Copy every line of the material below without changing anything.
* Start Exercise input *
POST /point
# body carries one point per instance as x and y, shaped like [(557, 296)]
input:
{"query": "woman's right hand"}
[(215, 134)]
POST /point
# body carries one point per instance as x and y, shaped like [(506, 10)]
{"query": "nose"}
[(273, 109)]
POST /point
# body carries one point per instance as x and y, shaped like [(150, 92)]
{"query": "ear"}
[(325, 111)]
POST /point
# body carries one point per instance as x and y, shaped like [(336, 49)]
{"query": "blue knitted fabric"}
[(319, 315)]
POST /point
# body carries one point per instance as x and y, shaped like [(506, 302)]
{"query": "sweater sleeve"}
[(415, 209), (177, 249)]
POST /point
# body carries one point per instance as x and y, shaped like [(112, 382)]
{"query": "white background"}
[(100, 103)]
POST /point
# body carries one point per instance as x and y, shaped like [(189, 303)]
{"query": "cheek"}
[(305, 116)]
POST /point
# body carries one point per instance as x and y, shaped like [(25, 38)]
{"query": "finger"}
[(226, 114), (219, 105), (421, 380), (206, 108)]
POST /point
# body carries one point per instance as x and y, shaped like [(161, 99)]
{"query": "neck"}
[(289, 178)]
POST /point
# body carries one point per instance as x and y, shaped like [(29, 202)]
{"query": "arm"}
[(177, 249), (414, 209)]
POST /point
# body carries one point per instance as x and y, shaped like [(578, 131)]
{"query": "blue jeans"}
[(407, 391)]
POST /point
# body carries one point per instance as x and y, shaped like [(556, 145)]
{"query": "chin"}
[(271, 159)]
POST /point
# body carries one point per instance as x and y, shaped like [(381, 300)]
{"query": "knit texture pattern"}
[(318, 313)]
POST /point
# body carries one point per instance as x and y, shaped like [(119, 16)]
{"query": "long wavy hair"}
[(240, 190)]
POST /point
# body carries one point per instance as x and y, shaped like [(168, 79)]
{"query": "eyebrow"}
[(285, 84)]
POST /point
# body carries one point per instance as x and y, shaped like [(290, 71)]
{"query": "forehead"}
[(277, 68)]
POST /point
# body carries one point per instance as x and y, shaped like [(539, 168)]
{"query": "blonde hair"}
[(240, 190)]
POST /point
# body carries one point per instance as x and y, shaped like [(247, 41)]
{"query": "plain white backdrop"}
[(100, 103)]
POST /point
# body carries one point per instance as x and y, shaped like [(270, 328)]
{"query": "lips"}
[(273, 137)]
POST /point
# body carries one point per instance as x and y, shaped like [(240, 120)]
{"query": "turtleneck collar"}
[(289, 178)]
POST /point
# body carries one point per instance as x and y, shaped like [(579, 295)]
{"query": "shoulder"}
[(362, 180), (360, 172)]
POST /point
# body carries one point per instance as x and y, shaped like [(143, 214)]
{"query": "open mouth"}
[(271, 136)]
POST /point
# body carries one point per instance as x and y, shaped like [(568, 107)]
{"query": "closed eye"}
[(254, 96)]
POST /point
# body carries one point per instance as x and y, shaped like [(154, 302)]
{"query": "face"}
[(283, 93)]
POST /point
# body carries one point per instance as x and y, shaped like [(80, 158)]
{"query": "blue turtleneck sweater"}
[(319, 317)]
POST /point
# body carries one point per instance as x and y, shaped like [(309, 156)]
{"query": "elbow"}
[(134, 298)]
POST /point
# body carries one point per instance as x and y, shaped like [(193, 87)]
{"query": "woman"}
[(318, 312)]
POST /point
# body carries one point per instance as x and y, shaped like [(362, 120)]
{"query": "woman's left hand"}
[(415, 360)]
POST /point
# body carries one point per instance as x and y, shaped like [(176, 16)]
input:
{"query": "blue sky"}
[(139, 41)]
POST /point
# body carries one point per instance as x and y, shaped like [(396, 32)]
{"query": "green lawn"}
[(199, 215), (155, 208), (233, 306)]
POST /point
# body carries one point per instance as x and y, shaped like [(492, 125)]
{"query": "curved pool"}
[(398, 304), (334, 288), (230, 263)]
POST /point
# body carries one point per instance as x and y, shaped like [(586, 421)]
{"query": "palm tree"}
* End Exercise input *
* [Task response]:
POST /point
# body carries one point per instance as x and y, shaped like [(557, 296)]
input:
{"query": "woman's right hand"}
[(215, 134)]
POST /point
# body carries one point per instance as x and y, shaped like [(506, 10)]
{"query": "nose"}
[(273, 109)]
POST /point
# body carries one point per instance as x and y, shaped like [(150, 92)]
{"query": "ear"}
[(325, 111)]
POST /point
# body carries one point per instance as x and y, shaped like [(336, 49)]
{"query": "blue knitted fabric"}
[(319, 315)]
POST /point
# body carries one point per instance as x and y, shaped like [(506, 302)]
{"query": "sweater sleeve"}
[(415, 209), (177, 249)]
POST /point
# body carries one point per instance as x and y, shaped like [(112, 382)]
{"query": "white background"}
[(100, 103)]
POST /point
# body carries one point per instance as x and y, shaped like [(189, 303)]
{"query": "cheek"}
[(305, 116)]
POST /point
# body carries one point per instance as x and y, shaped like [(25, 38)]
{"query": "finger"}
[(226, 114), (219, 105), (421, 380), (206, 108)]
POST /point
# body carries one point per instance as x and y, shaped like [(161, 99)]
{"query": "neck"}
[(289, 178)]
POST /point
# body carries one point per instance as x and y, shaped like [(29, 202)]
{"query": "arm"}
[(177, 249), (414, 209)]
POST /point
# body carries one point per instance as x and y, shaped like [(578, 131)]
{"query": "blue jeans"}
[(407, 391)]
POST /point
# body carries one point per instance as x and y, shaped like [(556, 145)]
{"query": "chin"}
[(271, 159)]
POST /point
# body carries one point per instance as x and y, shaped like [(381, 300)]
{"query": "knit texture pattern"}
[(318, 313)]
POST /point
# body carries one point per instance as x and y, shaped like [(119, 16)]
{"query": "long wavy hair"}
[(240, 190)]
POST /point
# body carries one point per instance as x and y, shaped like [(168, 79)]
{"query": "eyebrow"}
[(285, 84)]
POST /point
# body carries one point per instance as x and y, shaped like [(290, 71)]
{"query": "forehead"}
[(277, 68)]
POST /point
# body carries one point per instance as x and y, shaped like [(539, 168)]
{"query": "blonde hair"}
[(240, 190)]
POST /point
# body carries one point per instance as x and y, shaped like [(247, 41)]
{"query": "plain white backdrop"}
[(100, 103)]
POST /point
# body carries one point per instance as x and y, shaped like [(270, 328)]
{"query": "lips"}
[(273, 137)]
POST /point
# body carries one point per instance as x and y, shaped like [(240, 120)]
{"query": "turtleneck collar"}
[(289, 178)]
POST /point
# body carries one point per instance as x and y, shaped like [(579, 295)]
{"query": "shoulder"}
[(362, 180), (360, 172)]
POST /point
# body carries one point per instance as x and y, shaped like [(143, 214)]
{"query": "open mouth"}
[(271, 136)]
POST /point
# body carries one point per instance as x and y, shaped like [(568, 107)]
{"query": "closed eye"}
[(254, 96)]
POST /point
# body carries one point per instance as x and y, shaped like [(154, 302)]
{"query": "face"}
[(283, 93)]
POST /point
# body carries one point per instance as x and y, shaped like [(80, 158)]
{"query": "blue turtleneck sweater"}
[(319, 317)]
POST /point
# body carries one point per instance as x and y, shaped like [(309, 156)]
{"query": "elbow"}
[(134, 298)]
POST /point
# body carries one point per instance as x and y, shaped like [(193, 87)]
{"query": "woman"}
[(318, 312)]
POST /point
# body carries one point per instance as x and y, shaped like [(362, 120)]
{"query": "woman's left hand"}
[(415, 360)]
POST /point
# body carries one point per instance as x and y, shaped like [(176, 16)]
input:
{"query": "blue sky"}
[(139, 41)]
POST /point
# body carries one point per instance as x and y, shaped like [(396, 32)]
{"query": "green lawn"}
[(199, 215), (155, 208), (233, 306)]
POST /point
# body carries one point per instance as x and y, shaped like [(492, 125)]
{"query": "curved pool"}
[(398, 304), (334, 288), (230, 263)]
POST /point
# body carries one point per instance as x and y, shaped like [(586, 421)]
{"query": "palm tree"}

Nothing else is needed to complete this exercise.